## Records provided
>> BEGIN

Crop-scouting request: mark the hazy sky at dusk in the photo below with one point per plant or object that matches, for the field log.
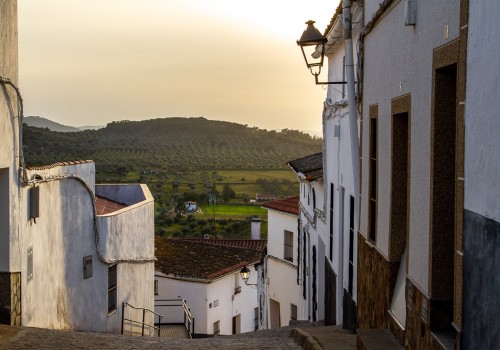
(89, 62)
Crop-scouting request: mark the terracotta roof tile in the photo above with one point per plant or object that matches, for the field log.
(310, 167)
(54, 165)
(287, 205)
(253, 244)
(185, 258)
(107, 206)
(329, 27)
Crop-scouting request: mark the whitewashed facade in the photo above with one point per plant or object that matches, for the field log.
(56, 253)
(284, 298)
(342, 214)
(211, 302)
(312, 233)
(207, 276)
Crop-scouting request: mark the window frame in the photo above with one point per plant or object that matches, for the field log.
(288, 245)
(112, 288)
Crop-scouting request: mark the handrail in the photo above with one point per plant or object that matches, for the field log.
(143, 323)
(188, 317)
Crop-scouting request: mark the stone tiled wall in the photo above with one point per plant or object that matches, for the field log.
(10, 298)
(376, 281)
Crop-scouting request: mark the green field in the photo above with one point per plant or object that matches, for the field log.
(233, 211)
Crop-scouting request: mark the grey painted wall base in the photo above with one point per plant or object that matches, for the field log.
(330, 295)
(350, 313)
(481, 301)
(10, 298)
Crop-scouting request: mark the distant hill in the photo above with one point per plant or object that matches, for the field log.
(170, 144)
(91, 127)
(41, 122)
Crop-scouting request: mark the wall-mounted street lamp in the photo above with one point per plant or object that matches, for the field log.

>> END
>> BEGIN

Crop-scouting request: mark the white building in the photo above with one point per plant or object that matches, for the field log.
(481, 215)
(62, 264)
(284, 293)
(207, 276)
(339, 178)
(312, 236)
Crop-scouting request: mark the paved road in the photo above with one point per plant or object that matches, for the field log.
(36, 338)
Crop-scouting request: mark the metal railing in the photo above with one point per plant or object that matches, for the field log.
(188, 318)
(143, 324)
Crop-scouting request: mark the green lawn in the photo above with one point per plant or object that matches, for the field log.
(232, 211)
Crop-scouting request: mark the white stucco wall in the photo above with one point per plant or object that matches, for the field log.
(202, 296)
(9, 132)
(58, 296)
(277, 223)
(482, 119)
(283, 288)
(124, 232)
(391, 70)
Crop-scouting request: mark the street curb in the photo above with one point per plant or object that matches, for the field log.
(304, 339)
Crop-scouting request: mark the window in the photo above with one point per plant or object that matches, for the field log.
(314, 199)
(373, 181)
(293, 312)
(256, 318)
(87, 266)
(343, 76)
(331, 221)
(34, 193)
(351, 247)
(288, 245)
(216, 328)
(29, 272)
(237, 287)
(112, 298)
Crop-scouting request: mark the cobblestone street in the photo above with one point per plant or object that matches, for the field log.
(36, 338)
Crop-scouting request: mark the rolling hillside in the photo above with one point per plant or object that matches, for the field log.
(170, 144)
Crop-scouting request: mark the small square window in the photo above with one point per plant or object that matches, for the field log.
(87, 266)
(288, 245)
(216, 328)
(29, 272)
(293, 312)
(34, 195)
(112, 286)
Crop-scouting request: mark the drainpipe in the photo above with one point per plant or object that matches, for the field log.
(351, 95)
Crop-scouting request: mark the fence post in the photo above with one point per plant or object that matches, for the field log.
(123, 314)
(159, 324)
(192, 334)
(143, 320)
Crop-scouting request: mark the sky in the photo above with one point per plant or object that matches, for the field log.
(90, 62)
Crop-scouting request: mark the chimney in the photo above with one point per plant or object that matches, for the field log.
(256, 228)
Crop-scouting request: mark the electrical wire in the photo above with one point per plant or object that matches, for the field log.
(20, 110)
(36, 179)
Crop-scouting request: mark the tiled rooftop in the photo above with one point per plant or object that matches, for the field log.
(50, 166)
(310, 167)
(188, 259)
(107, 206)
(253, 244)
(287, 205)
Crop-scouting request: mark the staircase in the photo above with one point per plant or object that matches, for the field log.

>> END

## Work to be completed
Which lines of the items above contain the word "green"? Extract each of those lines in full.

## Reply
Crop-scouting request: mark the green field in the photo above with one point per plant or object that matches, for the field log.
Crop-scouting request: mark the green lawn in the photo above with one point per plant or object that matches, for the field log.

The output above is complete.